--- begin Text to read ---
A brief look back at my audio learnings, decoding “Upgraditis” and what I wish I knew early on

Anyone have experience and opinions on speaker placement changes when Amplifier is changed?

Imagine a very satisfying position of speakers with Amp A. When (only) the amp is changed (amp N?) would you persist with same speaker positions or start finding the best position for the same speakers all over again?
 
IME, I have found the speakers to work best at the same position, irrespective of the type of speaker or amp I have used. In the last 10 years, inspite of changes in amp and speakers, I have always ended up preferring the same position.
 
IME, I have found the speakers to work best at the same position, irrespective of the type of speaker or amp I have used. In the last 10 years, inspite of changes in amp and speakers, I have always ended up preferring the same position.
That is logical. Speaker position can only change if something changes drastically in the room like new furniture or something that changes the sound reflection or sound diffusion.
 
Yes it’s logical mbhangui. I guess if you move from bookshelves which do like 60-65 hz to a floor stander which does like 30-35 hz, there might be some changes in speaker position required. For an amp change I don’t see any change required.
 
That is logical. Speaker position can only change if something changes drastically in the room like new furniture or something that changes the sound reflection or sound diffusion.
I guess if you move from bookshelves which do like 60-65 hz to a floor stander which does like 30-35 hz, there might be some changes in speaker position required. For an amp change I don’t see any change required.
--- end Text to read ---
--- begin Supplied material ---
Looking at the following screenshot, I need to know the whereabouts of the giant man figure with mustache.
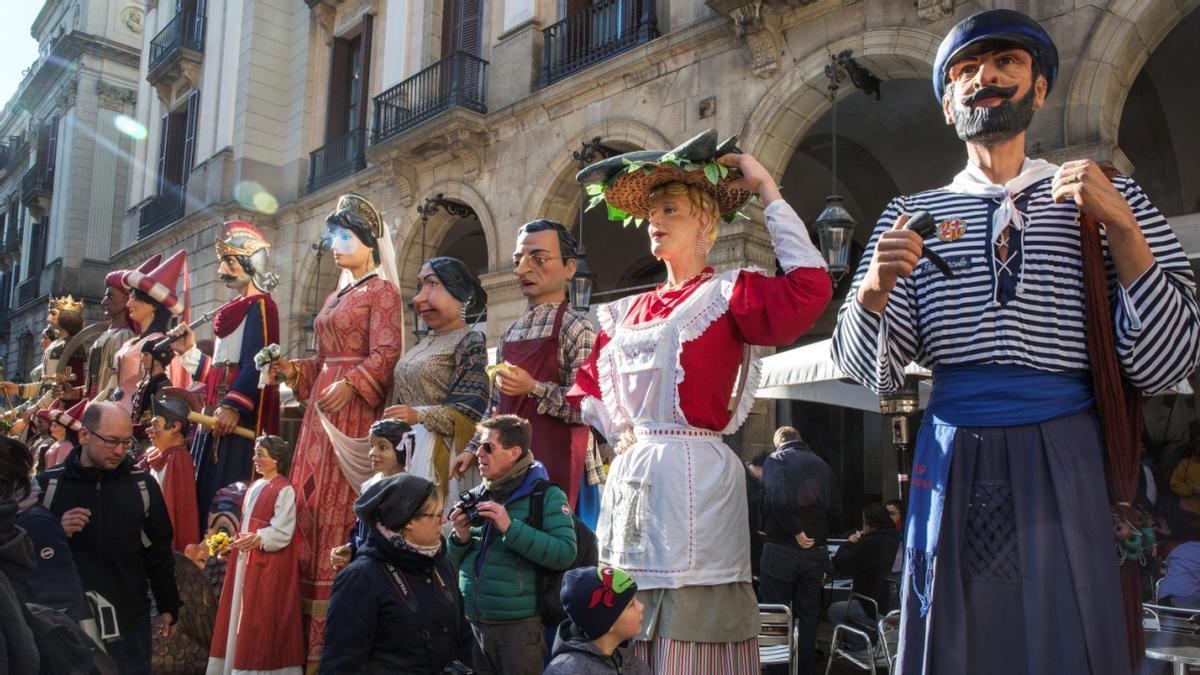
[833,10,1200,675]
[172,221,280,527]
--- end Supplied material ---
**Tasks to carry out**
a. Write out the passage of the speaker placement discussion that begins at the words "A brief look" and stops after the words "all over again?".
b. Resume the speaker placement discussion after its last sentence.

**Task-by-task outputs**
a.
A brief look back at my audio learnings, decoding “Upgraditis” and what I wish I knew early on

Anyone have experience and opinions on speaker placement changes when Amplifier is changed?

Imagine a very satisfying position of speakers with Amp A. When (only) the amp is changed (amp N?) would you persist with same speaker positions or start finding the best position for the same speakers all over again?

b.
Nailed it @prem if an amp, or for that matter, anything else is changed, the sound, in my experience, WILL change which may necessitate change in speaker positioning ,room treatment et al.
 
While on the topic of upgrading and Upgraditis…
I got a LFD LE Mk V yesterday and I am completely blown away by what it does. The Croft was great with the Harbeths, but this amp does everything more. Wider stage, sharper images, space between instruments, more resolution, more low end weight, fabulous rendering of vocals and most importantly for me sweet sounding!
It sounds very good with slow, sparsely populated music as with fast, complex and dense recordings too.

I may have stumbled upon a gem.

(Chain: Bluesound Node 2i playing Qobuz to a MHDT Havana DAC (thanks @prem for suggesting this DAC ) to the LFD driving the Harbeths P3 and KEF KC62; room 12’x12’) The speakers are on wooden stands pulled out about 4’ from the front and side walls, minimal room treatment)

I am having a memorable Independence Day.
 
While on the topic of upgrading and Upgraditis…
I got a LFD LE Mk V yesterday and I am completely blown away by what it does. The Croft was great with the Harbeths, but this amp does everything more. Wider stage, sharper images, space between instruments, more resolution, more low end weight, fabulous rendering of vocals and most importantly for me sweet sounding!
It sounds very good with slow, sparsely populated music as with fast, complex and dense recordings too.

I may have stumbled upon a gem.

(Chain: Bluesound Node 2i playing Qobuz to a MHDT Havana DAC (thanks @prem for suggesting this DAC ) to the LFD driving the Harbeths P3 and KEF KC62; room 12’x12’) The speakers are on wooden stands pulled out about 4’ from the front and side walls, minimal room treatment)

I am having a memorable Independence Day.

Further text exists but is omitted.